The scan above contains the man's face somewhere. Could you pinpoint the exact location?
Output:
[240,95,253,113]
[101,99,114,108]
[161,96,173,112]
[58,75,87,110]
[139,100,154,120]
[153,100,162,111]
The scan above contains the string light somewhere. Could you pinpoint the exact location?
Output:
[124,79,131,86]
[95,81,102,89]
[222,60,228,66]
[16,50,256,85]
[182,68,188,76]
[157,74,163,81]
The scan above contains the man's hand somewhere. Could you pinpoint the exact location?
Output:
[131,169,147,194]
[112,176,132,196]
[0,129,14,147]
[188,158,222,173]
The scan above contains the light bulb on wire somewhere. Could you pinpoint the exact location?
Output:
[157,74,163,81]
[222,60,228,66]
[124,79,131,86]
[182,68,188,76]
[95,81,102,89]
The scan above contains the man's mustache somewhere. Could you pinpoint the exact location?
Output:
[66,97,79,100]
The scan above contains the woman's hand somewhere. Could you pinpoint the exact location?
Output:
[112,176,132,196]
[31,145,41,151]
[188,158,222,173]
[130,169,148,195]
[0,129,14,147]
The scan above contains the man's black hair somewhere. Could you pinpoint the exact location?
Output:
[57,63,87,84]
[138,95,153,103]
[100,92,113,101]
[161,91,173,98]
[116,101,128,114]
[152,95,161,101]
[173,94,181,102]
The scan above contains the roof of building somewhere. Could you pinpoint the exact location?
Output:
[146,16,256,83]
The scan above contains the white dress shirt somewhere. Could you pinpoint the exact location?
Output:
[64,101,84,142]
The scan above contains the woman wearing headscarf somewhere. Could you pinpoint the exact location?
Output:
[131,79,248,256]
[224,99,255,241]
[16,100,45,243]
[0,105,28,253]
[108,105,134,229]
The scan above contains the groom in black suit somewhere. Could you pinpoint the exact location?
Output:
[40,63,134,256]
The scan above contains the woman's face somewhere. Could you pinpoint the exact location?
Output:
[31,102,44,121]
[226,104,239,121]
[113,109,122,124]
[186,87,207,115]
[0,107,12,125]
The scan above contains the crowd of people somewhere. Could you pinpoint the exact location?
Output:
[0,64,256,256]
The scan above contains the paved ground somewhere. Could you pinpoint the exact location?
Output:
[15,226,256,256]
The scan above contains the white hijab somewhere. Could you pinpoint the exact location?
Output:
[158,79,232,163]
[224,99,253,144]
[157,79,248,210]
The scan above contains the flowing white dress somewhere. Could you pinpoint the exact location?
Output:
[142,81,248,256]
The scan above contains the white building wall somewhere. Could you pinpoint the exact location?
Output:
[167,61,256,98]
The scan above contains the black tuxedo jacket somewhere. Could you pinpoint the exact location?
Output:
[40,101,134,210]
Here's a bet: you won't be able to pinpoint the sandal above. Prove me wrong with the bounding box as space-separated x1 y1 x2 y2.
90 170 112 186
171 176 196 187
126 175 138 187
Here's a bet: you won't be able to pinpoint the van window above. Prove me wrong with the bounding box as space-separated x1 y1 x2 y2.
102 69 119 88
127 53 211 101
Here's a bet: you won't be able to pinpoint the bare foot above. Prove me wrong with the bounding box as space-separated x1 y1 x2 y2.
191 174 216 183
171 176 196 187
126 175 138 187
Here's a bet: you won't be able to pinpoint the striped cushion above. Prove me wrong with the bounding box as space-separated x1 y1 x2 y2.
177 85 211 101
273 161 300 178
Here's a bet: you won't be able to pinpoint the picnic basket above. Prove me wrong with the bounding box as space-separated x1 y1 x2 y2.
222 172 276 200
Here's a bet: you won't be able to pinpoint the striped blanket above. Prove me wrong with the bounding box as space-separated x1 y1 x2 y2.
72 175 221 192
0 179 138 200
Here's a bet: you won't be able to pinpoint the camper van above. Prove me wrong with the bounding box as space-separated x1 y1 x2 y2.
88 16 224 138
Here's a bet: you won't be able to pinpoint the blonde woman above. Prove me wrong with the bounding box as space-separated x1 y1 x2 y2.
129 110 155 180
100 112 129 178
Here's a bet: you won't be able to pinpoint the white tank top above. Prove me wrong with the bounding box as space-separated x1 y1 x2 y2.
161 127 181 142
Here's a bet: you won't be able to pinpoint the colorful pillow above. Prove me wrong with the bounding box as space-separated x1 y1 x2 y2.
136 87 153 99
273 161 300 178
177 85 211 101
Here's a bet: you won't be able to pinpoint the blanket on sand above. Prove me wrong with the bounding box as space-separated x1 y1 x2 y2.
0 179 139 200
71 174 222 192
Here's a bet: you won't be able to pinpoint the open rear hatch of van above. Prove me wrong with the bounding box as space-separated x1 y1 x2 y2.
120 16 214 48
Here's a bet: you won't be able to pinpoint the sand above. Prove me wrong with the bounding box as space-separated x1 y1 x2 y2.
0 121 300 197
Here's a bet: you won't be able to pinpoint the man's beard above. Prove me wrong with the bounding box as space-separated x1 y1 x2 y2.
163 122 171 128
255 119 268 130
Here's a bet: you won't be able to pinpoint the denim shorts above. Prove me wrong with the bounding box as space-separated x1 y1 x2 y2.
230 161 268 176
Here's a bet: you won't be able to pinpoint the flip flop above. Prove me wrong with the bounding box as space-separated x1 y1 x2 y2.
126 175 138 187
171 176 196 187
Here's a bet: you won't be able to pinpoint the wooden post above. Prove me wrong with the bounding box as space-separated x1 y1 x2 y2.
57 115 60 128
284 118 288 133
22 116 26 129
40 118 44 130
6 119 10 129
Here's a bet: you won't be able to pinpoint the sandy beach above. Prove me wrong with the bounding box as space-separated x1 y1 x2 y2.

Instruction: Please format the records above, from the line containing "Here's a bet: you won't be able to pinpoint the colorful" down to the line containing "255 119 268 130", as a Markdown table with a No. column numbering each row and a Line column holding the line. Include both end lines and leave out blank lines.

Written response:
| No. | Line |
|---|---|
| 1 | Here's a bet: you won't be able to pinpoint the colorful pillow above. Prove me wrong with the bounding box as space-separated x1 y1 x2 y2. |
| 2 | 136 87 153 99 |
| 3 | 273 161 300 178 |
| 4 | 177 85 211 101 |
| 5 | Here's a bet: you won't be able to pinpoint the blanket on sand above. Prove me wrong with the bounding box as space-separated x1 y1 x2 y2. |
| 6 | 0 179 139 200 |
| 7 | 71 174 222 192 |
| 8 | Here's a bet: you won't be able to pinpoint the open rear hatch of van above. Prove me wrong with the bounding box as space-separated x1 y1 x2 y2. |
| 9 | 120 16 214 48 |
| 10 | Here's a bet: you won't be able to pinpoint the sand above. Prove me wrong with the bounding box as space-separated x1 y1 x2 y2. |
| 11 | 0 121 300 197 |
| 12 | Here's a bet: you won't be able to pinpoint the man's beard above. Prove me wrong with the bounding box as space-separated x1 y1 x2 y2. |
| 13 | 163 122 171 128 |
| 14 | 255 119 268 130 |